* Problem requirements:
Answer these questions from the forum thread about Cyp. candidum below:
(a) From whom did Eric Muehlbauer get the candidum?
(b) What kinds of oak are the dead leaves in his photo from?
(c) What did he mix into the substrate to keep it basic?

* Excerpt provided:
┌──

# Cyp. candidum



## Eric Muehlbauer (May 16, 2009)

Here is the candidum that I got from Ron last month. I didn't think that it would actually bloom this year, but it surprised me. Incredibly tiny...smallest cyp flower I have seen. Take care, Eric


----------



## SlipperFan (May 16, 2009)

Cute!


----------



## P-chan (May 16, 2009)

What a cutie! I can remember finding lady slippers in the woods with my mom when I was young...:wink:


----------



## NYEric (May 16, 2009)

Very cool. How big was it when you got it?


----------



## Eric Muehlbauer (May 16, 2009)

It was just starting growth when I got it...maybe a month or so ago. You can see how big it is by comparing it to the dead oak leaves...which are from pin and red oaks that are on the street in front of my house.


----------



## parvi_17 (May 17, 2009)

I'm so jealous that you have this!


----------



## biothanasis (May 17, 2009)

Superb!!!!


----------



## CodPaph (May 17, 2009)

very nice


----------



## NYEric (May 17, 2009)

Next time you come by where I live you have to look for the cyps in the native garden.


----------



## Eric Muehlbauer (May 17, 2009)

Native garden? Is it in your apt. complex? Interesting.........Is it in one of the garden areas along Houston St?


----------



## SlipperKing (May 18, 2009)

That's really nice Eric...keep it growing!


----------



## KyushuCalanthe (May 18, 2009)

These guys really are tiny things. How are you keeping the substrate basic?


----------



## Eric Muehlbauer (May 18, 2009)

I mixed in crushed coral and slow release dolomite pellets...and I'll top dress with dolomite or oyster shell every fall.....


----------



## Bobc (May 18, 2009)

Nice.


----------

└──

* Data rows:
┌──

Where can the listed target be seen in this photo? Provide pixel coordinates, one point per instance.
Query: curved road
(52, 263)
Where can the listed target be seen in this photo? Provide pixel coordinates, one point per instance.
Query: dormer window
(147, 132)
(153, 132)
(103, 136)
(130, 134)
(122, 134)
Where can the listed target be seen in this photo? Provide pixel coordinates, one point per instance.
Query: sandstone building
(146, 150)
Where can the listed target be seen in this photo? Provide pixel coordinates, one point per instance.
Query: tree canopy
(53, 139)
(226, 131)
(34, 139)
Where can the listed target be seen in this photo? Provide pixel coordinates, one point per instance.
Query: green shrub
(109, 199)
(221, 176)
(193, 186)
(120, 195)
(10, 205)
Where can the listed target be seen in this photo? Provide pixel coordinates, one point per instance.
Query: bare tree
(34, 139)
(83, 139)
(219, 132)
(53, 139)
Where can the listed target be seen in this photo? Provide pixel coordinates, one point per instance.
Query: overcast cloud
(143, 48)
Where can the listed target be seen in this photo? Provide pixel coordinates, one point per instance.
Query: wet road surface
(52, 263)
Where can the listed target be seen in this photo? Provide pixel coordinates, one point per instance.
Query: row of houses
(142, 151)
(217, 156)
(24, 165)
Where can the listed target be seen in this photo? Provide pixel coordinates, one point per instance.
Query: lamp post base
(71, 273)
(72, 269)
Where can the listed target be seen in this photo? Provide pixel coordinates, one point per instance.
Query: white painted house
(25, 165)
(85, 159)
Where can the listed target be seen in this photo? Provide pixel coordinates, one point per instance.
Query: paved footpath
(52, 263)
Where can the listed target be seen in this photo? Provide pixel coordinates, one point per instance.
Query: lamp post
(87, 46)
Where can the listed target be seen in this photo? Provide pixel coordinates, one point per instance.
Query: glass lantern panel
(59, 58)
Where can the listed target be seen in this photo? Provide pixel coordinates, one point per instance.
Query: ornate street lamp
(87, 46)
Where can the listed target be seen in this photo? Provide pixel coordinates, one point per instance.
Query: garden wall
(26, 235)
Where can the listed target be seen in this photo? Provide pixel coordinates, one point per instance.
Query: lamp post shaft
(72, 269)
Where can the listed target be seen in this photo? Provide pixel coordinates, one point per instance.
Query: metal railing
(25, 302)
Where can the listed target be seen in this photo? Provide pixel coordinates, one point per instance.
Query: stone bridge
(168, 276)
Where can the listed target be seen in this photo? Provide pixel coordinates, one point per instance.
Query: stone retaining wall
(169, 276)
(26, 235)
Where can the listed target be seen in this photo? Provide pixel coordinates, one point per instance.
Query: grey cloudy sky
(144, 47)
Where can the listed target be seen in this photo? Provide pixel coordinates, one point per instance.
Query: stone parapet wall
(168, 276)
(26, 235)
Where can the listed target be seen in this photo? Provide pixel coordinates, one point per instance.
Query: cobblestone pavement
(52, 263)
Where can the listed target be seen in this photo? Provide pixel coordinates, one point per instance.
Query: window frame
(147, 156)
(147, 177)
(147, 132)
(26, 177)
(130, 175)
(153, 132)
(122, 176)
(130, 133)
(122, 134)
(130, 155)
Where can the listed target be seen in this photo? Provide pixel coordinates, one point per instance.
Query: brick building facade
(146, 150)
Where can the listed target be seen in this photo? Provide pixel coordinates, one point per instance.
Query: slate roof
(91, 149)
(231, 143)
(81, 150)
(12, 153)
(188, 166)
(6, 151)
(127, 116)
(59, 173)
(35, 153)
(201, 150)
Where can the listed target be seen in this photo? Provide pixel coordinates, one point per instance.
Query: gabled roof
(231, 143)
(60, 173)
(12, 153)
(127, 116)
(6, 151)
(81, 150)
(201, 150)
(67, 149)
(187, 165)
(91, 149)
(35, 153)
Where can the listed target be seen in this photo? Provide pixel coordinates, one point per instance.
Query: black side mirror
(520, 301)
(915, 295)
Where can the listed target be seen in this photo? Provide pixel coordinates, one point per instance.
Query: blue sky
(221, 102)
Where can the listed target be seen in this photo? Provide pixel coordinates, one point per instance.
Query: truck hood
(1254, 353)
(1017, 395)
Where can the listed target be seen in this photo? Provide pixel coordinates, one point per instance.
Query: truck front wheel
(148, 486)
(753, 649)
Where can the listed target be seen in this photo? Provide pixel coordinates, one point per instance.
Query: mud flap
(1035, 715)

└──

* Output for this task:
(a) From Ron.
(b) Pin oaks and red oaks.
(c) Crushed coral and slow-release dolomite pellets.